The problem >>
Below are entries to be transcribed exactly; exclude the pictures from the copy.

Records for processing >>
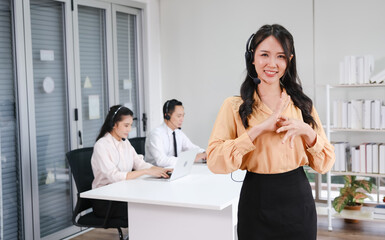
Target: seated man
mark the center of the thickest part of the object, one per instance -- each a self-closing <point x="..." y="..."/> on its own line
<point x="164" y="143"/>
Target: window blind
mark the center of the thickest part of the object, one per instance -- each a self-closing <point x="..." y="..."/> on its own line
<point x="128" y="63"/>
<point x="51" y="116"/>
<point x="92" y="68"/>
<point x="10" y="204"/>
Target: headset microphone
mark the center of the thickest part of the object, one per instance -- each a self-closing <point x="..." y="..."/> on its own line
<point x="249" y="57"/>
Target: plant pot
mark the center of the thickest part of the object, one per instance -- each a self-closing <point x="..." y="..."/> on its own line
<point x="355" y="208"/>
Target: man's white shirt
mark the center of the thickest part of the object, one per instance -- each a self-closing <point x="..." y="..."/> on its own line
<point x="160" y="146"/>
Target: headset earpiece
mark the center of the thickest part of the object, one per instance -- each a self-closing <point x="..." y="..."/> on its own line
<point x="249" y="53"/>
<point x="113" y="116"/>
<point x="166" y="115"/>
<point x="249" y="57"/>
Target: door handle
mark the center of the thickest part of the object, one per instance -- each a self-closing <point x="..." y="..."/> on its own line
<point x="144" y="120"/>
<point x="80" y="138"/>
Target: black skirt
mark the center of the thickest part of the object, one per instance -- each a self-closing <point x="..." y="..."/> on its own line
<point x="277" y="206"/>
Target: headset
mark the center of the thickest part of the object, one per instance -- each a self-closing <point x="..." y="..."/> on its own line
<point x="112" y="119"/>
<point x="249" y="57"/>
<point x="113" y="116"/>
<point x="166" y="115"/>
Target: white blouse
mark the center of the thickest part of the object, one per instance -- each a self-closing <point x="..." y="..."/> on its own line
<point x="113" y="159"/>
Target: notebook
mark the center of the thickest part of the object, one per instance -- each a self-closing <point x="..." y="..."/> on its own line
<point x="182" y="167"/>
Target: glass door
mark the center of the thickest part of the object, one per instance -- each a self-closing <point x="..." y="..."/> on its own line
<point x="92" y="40"/>
<point x="49" y="117"/>
<point x="10" y="195"/>
<point x="128" y="68"/>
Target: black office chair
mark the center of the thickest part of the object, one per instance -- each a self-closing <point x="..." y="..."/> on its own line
<point x="138" y="143"/>
<point x="79" y="161"/>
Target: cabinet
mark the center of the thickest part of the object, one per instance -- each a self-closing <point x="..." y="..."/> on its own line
<point x="353" y="136"/>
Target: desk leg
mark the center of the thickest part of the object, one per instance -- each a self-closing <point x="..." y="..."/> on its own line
<point x="147" y="221"/>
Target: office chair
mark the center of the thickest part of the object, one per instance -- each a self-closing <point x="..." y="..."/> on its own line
<point x="138" y="144"/>
<point x="79" y="161"/>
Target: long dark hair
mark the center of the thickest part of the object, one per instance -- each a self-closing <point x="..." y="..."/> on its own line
<point x="114" y="115"/>
<point x="290" y="80"/>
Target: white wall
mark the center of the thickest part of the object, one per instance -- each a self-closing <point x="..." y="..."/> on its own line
<point x="203" y="45"/>
<point x="346" y="27"/>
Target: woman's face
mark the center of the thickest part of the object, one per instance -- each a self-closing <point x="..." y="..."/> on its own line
<point x="270" y="60"/>
<point x="123" y="127"/>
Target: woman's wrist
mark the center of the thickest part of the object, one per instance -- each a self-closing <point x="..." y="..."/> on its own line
<point x="310" y="137"/>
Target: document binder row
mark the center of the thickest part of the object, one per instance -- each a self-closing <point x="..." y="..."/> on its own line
<point x="365" y="158"/>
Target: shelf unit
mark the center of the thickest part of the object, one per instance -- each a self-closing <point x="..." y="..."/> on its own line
<point x="330" y="211"/>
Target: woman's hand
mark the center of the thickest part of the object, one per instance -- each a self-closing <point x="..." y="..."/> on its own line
<point x="293" y="128"/>
<point x="270" y="124"/>
<point x="200" y="157"/>
<point x="159" y="172"/>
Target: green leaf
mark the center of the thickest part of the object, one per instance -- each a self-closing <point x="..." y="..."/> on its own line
<point x="340" y="202"/>
<point x="364" y="184"/>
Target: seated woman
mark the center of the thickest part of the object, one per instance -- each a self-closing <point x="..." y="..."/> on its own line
<point x="114" y="159"/>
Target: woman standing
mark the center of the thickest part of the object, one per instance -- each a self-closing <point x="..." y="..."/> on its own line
<point x="272" y="130"/>
<point x="114" y="159"/>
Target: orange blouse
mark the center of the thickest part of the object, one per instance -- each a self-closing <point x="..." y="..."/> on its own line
<point x="230" y="147"/>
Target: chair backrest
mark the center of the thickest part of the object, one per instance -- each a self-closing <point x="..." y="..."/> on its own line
<point x="138" y="144"/>
<point x="79" y="161"/>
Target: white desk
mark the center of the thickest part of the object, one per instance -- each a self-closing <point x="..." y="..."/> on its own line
<point x="201" y="206"/>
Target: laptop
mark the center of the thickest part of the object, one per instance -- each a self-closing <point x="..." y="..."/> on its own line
<point x="182" y="167"/>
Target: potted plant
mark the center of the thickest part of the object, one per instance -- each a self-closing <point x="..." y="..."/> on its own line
<point x="349" y="194"/>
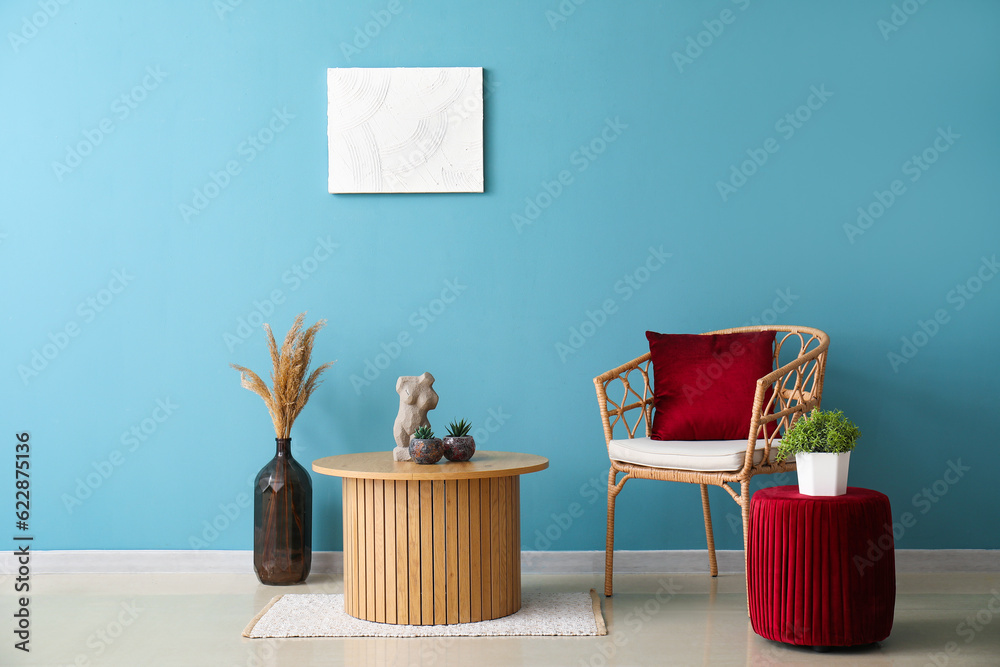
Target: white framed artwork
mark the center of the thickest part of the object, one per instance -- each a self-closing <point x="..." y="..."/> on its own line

The solution >>
Target: seated man
mark the center of the thickest part of the object, one per instance -- each a self-closing <point x="..." y="..."/> on its own line
<point x="164" y="143"/>
Target: window blind
mark the center of the thickest part of the object, one per instance -- each a self-closing <point x="..." y="..."/> on its own line
<point x="128" y="63"/>
<point x="51" y="116"/>
<point x="92" y="68"/>
<point x="10" y="204"/>
Target: headset microphone
mark the center of the thickest part of the object, one per instance -- each a self-closing <point x="..." y="..."/> on its own line
<point x="249" y="57"/>
Target: plant pot
mark the center of the thickest part of the object, one per instance -- each a self-closing <point x="..." y="..."/> on its own line
<point x="355" y="208"/>
Target: man's white shirt
mark the center of the thickest part of the object, one per instance -- each a self-closing <point x="..." y="..."/> on its own line
<point x="160" y="146"/>
Target: headset earpiece
mark the center of the thickest part of the object, one per instance -- each a self-closing <point x="..." y="..."/> on its own line
<point x="249" y="53"/>
<point x="113" y="116"/>
<point x="166" y="115"/>
<point x="249" y="57"/>
Target: door handle
mark the center of the thickest part of the object, one per instance -- each a self-closing <point x="..." y="..."/> on its own line
<point x="144" y="120"/>
<point x="80" y="138"/>
Target: black skirt
mark the center of the thickest part of the object, one per instance -- each a self-closing <point x="..." y="..."/> on its own line
<point x="277" y="206"/>
Target: headset
mark the center of the thickest part of the object, one per instance -- each a self-closing <point x="..." y="..."/> on its own line
<point x="112" y="119"/>
<point x="249" y="57"/>
<point x="113" y="116"/>
<point x="166" y="115"/>
Target: white blouse
mark the center of the thickest part of the object, one per instance -- each a self-closing <point x="..." y="..."/> on its own line
<point x="113" y="159"/>
Target: notebook
mark the center of the thickest part of the object, one per instance -- each a self-closing <point x="..." y="..."/> on its own line
<point x="182" y="167"/>
Target: glass door
mark the center of the thickest part of the object, one per instance -- each a self-closing <point x="..." y="..."/> on its own line
<point x="92" y="40"/>
<point x="49" y="117"/>
<point x="10" y="195"/>
<point x="128" y="68"/>
Target: black office chair
mark the center of the thickest part of the object, one per instance -- each a self-closing <point x="..." y="..."/> on its own line
<point x="138" y="143"/>
<point x="79" y="161"/>
Target: cabinet
mark the center of the thickest part of the object, one per instance -- each a self-closing <point x="..." y="..."/> on its own line
<point x="353" y="136"/>
Target: desk leg
mark the center of the thickest part of the object, one per instance -- each a self-closing <point x="..." y="..."/> on its own line
<point x="147" y="221"/>
Target: office chair
mark the center of the thickest part of the object, one per instance -- each a self-closing <point x="..." y="..."/> on its own line
<point x="138" y="144"/>
<point x="79" y="161"/>
Target: long dark hair
mark the center of the thickest part of the object, one per instance -- each a self-closing <point x="..." y="..."/> on its own line
<point x="114" y="115"/>
<point x="290" y="80"/>
Target: white wall
mark the center of the thickest part of the object, one per instance -- each a self-closing <point x="..." y="..."/> on its own line
<point x="203" y="45"/>
<point x="346" y="27"/>
Target: woman's face
mark the center of the thickest part of the object, one per instance -- each a self-closing <point x="..." y="..."/> on its own line
<point x="270" y="60"/>
<point x="123" y="127"/>
Target: woman's wrist
mark the center of the thickest part of the object, one per instance -- each a self-closing <point x="..." y="..."/> on its own line
<point x="310" y="137"/>
Target: document binder row
mark the center of the thickest part of the object, one per instance -- each a self-closing <point x="..." y="..."/> on its own line
<point x="365" y="158"/>
Target: shelf unit
mark the center of the thickest part of the object, one per instance -- each a self-closing <point x="..." y="..."/> on its own line
<point x="330" y="211"/>
Target: woman's hand
mark the center of the thickest part of the object, one per instance -- each a self-closing <point x="..." y="..."/> on its own line
<point x="293" y="128"/>
<point x="270" y="124"/>
<point x="200" y="157"/>
<point x="159" y="172"/>
Target: green leaf
mark the center of the thickest part of the object, one per instance -- each a self-closing <point x="..." y="..."/> on its own line
<point x="340" y="202"/>
<point x="364" y="184"/>
Target: seated woman
mark the center of the thickest part of the object, one per instance -- each a self-closing <point x="..." y="..."/> on its own line
<point x="114" y="159"/>
Target: woman standing
mark the center of the thickest part of the object, one per instance -- each a self-closing <point x="..." y="..."/> on its own line
<point x="272" y="130"/>
<point x="114" y="159"/>
Target: orange blouse
mark the center of the thickest part of the object, one per instance -- each a self-closing <point x="..." y="..."/> on its own line
<point x="230" y="147"/>
Target: chair backrest
mark the center of the thickest part of the object, one per instance -- each a self-closing <point x="..." y="..."/> on its own line
<point x="138" y="144"/>
<point x="79" y="161"/>
Target: white desk
mark the center of the thickest part of the object, one per instance -- each a self-closing <point x="..." y="..."/> on its own line
<point x="201" y="206"/>
Target: laptop
mark the center of the thickest part of the object, one per instance -- each a self-closing <point x="..." y="..."/> on its own line
<point x="182" y="167"/>
Target: potted plant
mark the center of the thickest part of the object, one per instance -- each a self-closing <point x="..." y="..."/> on its own line
<point x="349" y="194"/>
Target: white framed artwork
mark the center of the thickest part of the object, one per instance -- each a self-closing <point x="..." y="..."/> on its own line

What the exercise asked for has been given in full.